__What this task involves__: Give back exactly the lines that run from the line containing "Where can you find the shrub" through the end of the listing below. Leave out every other line.

• • • •

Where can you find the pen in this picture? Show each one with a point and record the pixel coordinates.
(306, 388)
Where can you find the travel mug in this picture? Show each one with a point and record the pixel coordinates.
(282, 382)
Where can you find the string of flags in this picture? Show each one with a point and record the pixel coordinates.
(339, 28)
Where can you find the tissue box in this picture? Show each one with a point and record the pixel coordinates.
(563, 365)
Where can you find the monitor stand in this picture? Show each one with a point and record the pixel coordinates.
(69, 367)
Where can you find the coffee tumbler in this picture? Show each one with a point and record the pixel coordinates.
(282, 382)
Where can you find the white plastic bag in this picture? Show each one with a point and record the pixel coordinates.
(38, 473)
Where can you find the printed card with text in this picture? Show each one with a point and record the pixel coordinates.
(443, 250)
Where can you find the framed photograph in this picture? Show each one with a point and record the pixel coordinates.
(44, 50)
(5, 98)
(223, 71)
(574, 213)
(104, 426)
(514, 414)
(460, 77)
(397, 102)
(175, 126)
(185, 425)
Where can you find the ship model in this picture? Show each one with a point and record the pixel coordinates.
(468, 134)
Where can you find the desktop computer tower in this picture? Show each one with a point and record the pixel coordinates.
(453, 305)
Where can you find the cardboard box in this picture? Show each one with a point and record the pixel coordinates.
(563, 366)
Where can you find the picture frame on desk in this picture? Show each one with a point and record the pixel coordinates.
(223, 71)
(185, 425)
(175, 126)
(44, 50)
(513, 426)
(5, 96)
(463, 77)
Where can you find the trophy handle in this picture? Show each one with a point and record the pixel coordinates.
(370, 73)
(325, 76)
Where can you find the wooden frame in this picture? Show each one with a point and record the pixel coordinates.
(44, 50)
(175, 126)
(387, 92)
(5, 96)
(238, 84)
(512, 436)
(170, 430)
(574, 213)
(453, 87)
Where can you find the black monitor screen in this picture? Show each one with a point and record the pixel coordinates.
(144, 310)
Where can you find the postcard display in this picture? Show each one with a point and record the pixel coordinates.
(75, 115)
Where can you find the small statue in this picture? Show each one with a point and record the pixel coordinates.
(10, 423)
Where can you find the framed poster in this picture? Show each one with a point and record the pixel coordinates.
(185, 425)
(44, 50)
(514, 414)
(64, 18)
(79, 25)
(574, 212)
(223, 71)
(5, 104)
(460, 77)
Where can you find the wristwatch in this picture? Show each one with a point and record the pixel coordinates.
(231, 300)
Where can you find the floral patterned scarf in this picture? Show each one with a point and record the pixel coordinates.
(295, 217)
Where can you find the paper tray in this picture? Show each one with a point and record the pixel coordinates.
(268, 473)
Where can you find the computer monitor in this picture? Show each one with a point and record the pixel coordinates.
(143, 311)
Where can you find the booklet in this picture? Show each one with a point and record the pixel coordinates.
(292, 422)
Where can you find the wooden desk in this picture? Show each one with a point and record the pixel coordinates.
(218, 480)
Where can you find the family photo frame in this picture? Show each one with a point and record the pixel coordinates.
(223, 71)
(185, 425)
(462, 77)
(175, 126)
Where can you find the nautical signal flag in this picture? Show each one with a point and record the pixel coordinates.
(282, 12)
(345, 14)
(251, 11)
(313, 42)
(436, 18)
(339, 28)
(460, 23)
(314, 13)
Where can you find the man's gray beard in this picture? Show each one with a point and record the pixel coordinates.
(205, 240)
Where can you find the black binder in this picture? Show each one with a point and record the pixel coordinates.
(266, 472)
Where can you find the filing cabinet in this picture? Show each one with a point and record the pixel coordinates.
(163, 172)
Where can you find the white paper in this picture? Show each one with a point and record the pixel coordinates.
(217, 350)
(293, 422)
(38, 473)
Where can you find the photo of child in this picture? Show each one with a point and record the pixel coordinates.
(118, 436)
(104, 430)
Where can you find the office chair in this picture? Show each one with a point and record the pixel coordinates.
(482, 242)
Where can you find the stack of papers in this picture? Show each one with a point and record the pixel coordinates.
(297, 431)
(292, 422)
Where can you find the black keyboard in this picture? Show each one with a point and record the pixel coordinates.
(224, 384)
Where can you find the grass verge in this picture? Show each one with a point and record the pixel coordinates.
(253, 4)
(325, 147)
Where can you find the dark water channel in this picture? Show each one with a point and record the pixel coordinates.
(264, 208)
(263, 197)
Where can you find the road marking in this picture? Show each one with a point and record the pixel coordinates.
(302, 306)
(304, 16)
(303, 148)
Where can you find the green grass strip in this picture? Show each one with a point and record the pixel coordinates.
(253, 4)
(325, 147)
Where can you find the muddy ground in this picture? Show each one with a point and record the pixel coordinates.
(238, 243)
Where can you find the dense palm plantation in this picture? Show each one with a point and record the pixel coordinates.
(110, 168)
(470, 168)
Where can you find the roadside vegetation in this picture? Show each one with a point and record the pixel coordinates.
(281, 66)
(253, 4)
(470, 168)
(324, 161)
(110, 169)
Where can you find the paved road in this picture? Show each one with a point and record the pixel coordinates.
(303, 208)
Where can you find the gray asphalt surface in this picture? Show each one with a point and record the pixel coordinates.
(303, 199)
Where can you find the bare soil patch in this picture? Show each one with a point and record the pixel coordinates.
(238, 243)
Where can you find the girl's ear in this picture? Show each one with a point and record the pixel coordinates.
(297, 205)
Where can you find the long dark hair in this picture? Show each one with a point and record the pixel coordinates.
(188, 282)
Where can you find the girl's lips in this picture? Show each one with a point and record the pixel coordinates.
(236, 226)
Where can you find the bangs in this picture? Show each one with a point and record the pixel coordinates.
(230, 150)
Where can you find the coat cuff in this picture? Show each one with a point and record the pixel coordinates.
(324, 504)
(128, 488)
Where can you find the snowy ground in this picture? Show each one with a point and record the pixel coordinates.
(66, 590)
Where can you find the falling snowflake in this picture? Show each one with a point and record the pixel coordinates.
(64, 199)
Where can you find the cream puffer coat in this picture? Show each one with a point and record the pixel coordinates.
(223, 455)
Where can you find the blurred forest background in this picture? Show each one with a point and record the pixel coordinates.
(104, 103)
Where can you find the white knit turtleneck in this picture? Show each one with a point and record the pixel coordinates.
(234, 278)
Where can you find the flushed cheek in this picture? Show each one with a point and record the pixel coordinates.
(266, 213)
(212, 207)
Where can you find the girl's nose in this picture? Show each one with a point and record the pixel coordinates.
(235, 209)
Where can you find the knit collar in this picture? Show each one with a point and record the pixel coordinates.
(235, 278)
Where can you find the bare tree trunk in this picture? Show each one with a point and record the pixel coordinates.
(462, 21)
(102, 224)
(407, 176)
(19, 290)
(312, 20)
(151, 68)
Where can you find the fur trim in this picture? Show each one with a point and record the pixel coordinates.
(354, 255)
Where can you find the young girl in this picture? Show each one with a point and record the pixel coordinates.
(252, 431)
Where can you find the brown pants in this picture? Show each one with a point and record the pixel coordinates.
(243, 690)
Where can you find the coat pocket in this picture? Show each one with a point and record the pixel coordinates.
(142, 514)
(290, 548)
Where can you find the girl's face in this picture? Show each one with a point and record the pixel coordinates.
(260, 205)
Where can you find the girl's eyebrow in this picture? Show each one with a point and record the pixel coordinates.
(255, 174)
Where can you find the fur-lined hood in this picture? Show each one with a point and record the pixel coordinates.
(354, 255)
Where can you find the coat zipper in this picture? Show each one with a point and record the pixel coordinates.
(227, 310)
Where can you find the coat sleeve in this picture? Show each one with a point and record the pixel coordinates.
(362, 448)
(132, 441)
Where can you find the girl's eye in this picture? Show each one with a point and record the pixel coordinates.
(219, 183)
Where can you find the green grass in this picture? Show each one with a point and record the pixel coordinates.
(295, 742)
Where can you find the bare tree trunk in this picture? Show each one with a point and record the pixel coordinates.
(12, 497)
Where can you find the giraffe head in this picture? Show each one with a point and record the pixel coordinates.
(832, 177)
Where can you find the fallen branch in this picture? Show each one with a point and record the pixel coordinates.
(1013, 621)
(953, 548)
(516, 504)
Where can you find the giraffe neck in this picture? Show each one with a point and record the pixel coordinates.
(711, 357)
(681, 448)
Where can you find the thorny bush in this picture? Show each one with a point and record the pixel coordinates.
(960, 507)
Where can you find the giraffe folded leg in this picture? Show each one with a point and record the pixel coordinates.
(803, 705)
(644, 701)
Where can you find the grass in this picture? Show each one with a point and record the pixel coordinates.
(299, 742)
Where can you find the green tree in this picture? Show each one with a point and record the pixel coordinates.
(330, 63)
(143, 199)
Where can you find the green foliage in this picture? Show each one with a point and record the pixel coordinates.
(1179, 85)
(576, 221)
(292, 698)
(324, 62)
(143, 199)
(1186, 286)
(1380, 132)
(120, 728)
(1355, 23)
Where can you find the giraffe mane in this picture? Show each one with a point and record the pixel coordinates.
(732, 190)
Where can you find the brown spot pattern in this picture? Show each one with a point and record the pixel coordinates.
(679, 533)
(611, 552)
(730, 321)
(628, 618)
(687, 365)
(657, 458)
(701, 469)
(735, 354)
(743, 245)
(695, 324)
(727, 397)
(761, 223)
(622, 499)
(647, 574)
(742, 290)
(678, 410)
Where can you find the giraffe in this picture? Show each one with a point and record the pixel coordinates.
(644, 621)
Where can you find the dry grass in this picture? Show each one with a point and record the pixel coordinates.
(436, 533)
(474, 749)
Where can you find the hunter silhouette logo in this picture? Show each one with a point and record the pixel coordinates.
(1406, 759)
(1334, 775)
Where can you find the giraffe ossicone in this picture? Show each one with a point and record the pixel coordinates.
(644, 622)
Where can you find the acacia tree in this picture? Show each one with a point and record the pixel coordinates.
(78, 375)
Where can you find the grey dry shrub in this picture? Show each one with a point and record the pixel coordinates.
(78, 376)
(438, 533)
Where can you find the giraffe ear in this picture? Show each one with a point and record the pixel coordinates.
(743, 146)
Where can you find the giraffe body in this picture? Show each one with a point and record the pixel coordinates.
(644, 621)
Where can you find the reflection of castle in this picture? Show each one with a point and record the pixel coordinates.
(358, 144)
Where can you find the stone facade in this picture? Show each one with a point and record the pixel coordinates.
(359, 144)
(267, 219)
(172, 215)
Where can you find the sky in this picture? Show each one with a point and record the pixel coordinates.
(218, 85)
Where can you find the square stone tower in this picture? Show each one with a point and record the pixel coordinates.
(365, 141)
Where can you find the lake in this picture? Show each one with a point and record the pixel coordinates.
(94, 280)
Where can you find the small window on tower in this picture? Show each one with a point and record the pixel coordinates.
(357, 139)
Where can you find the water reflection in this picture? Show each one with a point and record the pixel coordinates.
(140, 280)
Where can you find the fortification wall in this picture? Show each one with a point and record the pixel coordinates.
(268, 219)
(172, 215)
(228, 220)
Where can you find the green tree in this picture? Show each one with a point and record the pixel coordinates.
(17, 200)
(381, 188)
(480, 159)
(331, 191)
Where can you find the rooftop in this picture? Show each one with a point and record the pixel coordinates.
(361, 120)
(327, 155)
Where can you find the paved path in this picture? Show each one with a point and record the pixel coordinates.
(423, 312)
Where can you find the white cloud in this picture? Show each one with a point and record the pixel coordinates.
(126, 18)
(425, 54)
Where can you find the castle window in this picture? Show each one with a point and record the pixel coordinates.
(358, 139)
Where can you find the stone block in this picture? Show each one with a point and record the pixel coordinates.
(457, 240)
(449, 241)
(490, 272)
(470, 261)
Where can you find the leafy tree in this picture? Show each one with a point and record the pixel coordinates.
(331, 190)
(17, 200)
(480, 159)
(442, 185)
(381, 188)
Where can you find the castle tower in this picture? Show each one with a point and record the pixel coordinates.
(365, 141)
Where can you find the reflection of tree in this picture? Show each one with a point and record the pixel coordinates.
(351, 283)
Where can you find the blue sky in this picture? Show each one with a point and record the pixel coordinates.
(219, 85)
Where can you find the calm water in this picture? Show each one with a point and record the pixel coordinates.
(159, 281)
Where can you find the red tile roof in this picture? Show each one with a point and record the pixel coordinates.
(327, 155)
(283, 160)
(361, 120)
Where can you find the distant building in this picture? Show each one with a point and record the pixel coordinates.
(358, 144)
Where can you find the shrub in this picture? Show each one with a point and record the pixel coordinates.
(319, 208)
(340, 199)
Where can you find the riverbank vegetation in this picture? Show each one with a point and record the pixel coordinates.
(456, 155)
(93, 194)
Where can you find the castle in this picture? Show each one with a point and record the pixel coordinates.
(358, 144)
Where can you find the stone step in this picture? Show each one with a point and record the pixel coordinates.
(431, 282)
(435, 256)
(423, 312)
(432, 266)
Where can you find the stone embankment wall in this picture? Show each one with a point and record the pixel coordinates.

• • • •

__Output for this exercise__:
Where can you find the shrub in this picture? Show each one with a point and record the pixel coordinates.
(319, 208)
(340, 199)
Where can you find the riverbank vegetation in this picture? Show each one with a point and record the pixel coordinates.
(456, 155)
(93, 194)
Where can you find the castle in this picture? Show each one with a point and record the pixel coordinates.
(358, 144)
Where can you find the stone step in this picture? Show each one with a point and record the pixel coordinates.
(431, 282)
(435, 256)
(423, 312)
(432, 266)
Where can you find the stone embankment wall in this picture? Show each one with a point and record the pixel coordinates.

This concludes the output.